> _Required task_: Copy out exactly the lines from the line containing "Where can the river be found in this picture?" to the end of the listing.

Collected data
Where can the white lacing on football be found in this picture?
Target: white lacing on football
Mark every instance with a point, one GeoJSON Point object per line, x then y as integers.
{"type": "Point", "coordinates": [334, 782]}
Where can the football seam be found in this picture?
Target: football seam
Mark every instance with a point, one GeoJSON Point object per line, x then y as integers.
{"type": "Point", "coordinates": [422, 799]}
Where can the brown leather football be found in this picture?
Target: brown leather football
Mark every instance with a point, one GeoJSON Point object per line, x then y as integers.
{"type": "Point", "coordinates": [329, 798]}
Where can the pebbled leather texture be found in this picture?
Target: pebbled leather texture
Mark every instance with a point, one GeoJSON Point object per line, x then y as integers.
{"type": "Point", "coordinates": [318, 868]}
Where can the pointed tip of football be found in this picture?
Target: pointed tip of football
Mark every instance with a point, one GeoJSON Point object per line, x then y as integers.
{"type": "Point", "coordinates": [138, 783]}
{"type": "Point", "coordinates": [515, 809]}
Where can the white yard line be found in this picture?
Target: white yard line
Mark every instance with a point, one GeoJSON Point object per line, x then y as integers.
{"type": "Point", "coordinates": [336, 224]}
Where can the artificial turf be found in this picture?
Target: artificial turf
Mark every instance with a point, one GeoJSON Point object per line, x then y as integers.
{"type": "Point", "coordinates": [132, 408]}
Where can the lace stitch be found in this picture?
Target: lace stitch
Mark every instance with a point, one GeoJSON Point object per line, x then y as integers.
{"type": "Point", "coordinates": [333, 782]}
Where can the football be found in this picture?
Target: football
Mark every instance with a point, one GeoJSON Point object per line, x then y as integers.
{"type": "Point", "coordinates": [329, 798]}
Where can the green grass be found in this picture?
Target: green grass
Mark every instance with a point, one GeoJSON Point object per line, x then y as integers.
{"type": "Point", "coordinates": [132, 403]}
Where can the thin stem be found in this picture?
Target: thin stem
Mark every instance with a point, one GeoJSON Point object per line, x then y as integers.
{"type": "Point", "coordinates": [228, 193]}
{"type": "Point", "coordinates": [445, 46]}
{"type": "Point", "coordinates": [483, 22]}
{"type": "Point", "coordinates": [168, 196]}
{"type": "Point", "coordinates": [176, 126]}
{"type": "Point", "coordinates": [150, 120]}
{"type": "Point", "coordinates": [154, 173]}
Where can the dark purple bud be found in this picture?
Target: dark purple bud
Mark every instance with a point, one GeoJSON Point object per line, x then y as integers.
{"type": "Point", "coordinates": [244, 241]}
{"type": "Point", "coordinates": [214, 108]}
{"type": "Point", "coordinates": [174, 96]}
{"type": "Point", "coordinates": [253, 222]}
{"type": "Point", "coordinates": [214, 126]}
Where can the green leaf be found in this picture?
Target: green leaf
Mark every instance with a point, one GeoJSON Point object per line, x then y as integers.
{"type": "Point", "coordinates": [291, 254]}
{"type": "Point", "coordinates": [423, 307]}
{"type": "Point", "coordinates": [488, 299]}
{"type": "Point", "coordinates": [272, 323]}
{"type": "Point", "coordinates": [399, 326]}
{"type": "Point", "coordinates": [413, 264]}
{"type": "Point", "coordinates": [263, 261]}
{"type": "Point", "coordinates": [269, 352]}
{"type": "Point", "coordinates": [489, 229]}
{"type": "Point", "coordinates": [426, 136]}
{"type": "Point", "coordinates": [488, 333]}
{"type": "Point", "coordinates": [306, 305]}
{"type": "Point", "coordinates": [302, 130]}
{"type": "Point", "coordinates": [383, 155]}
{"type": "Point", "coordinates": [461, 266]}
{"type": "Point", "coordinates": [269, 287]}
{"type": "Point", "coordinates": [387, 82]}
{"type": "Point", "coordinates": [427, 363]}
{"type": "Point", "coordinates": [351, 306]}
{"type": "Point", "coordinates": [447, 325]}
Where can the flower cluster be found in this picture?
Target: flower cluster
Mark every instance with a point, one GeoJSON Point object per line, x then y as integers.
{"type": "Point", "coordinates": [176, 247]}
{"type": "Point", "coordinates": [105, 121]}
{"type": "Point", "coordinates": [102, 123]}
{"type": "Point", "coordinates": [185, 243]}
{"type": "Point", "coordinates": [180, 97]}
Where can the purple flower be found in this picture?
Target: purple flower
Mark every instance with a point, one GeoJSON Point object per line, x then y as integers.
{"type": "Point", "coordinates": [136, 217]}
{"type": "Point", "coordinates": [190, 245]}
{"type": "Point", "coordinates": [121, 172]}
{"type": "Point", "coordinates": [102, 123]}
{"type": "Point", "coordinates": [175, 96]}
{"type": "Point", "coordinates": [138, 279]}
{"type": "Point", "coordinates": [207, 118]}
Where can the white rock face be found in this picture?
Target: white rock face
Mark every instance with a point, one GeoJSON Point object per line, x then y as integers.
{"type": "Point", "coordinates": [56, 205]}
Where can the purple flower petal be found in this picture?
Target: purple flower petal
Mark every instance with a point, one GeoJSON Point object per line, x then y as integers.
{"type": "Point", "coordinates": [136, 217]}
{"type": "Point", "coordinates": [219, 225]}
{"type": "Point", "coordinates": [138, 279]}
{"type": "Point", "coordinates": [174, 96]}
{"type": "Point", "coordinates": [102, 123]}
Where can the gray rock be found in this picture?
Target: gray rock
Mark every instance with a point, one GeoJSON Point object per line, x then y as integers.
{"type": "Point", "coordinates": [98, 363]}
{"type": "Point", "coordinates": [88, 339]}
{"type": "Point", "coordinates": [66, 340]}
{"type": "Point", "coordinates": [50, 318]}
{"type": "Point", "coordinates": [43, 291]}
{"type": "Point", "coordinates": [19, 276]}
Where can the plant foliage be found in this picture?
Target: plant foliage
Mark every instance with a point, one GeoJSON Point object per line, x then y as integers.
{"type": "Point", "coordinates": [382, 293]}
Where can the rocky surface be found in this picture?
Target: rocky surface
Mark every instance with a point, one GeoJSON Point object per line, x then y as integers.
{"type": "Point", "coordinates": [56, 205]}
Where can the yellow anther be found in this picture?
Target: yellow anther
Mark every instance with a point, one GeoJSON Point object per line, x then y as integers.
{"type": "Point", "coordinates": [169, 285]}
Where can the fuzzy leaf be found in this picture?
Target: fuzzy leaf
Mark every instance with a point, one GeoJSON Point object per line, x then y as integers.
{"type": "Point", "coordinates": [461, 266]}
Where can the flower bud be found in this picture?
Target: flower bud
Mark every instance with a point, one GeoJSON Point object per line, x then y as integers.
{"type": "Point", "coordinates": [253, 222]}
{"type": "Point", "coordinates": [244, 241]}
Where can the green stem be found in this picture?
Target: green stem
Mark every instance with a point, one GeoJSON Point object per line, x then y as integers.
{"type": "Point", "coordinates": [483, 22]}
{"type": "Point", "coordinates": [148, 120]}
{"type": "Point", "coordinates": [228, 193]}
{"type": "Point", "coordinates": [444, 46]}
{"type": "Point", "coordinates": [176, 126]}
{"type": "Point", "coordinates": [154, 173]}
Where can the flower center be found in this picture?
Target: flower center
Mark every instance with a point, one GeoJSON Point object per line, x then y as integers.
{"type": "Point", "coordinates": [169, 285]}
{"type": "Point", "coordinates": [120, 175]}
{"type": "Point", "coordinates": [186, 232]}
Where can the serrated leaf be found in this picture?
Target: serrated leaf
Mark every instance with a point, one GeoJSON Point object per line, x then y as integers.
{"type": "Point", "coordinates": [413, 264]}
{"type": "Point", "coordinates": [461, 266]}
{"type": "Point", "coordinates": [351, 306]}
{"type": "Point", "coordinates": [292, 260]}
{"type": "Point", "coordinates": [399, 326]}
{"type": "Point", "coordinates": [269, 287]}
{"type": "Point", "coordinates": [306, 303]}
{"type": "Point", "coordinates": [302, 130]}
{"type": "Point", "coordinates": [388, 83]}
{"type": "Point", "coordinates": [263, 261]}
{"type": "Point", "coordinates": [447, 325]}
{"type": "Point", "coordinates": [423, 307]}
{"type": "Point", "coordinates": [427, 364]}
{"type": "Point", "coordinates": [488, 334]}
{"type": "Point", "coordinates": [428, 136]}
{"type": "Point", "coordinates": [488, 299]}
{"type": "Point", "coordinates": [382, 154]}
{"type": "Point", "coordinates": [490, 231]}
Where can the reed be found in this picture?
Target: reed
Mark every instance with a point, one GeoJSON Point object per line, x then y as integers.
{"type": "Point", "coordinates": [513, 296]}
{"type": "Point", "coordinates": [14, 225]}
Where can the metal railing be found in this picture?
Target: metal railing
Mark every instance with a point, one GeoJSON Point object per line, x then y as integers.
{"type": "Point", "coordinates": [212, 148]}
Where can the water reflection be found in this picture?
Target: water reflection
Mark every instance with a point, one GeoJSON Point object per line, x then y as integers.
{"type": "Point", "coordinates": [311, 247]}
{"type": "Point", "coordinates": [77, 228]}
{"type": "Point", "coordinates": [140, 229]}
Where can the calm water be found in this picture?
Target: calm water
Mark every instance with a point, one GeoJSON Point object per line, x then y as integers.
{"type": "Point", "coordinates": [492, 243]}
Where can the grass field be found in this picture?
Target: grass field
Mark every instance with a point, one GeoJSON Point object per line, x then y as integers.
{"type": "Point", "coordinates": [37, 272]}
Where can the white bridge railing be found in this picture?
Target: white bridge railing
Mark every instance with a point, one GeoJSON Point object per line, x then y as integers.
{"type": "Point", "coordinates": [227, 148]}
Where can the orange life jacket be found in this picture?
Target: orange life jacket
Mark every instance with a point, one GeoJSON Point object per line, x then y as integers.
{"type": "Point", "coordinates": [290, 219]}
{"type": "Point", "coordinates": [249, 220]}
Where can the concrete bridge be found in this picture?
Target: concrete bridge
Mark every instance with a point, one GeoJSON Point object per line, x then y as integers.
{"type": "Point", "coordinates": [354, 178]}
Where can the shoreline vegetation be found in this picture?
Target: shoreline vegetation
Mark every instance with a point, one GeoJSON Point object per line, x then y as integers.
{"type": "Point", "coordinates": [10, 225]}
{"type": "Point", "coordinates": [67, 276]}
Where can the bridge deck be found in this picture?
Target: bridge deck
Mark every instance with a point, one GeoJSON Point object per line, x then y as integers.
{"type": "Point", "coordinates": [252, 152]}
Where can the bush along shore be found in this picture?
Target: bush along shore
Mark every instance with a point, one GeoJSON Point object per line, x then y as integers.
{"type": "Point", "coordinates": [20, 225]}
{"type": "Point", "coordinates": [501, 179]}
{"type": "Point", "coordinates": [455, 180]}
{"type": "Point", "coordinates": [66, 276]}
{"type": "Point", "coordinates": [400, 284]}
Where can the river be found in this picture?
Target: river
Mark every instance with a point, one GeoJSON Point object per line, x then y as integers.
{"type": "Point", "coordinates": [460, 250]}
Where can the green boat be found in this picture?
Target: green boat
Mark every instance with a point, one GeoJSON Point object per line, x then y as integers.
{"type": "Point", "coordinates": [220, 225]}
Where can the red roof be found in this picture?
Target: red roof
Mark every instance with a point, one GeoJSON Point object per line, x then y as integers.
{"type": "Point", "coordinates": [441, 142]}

> _The completed task_:
Where can the river be found in this picture?
Target: river
Mark every instance with a point, one GeoJSON Point object per line, x then y as integers.
{"type": "Point", "coordinates": [460, 250]}
Where can the green boat be found in this picture?
Target: green boat
Mark every instance with a point, one GeoJSON Point object per line, x then y as integers.
{"type": "Point", "coordinates": [220, 225]}
Where can the red roof be found in this picture?
Target: red roof
Mark every instance with a point, one GeoJSON Point object per line, x then y as integers.
{"type": "Point", "coordinates": [441, 142]}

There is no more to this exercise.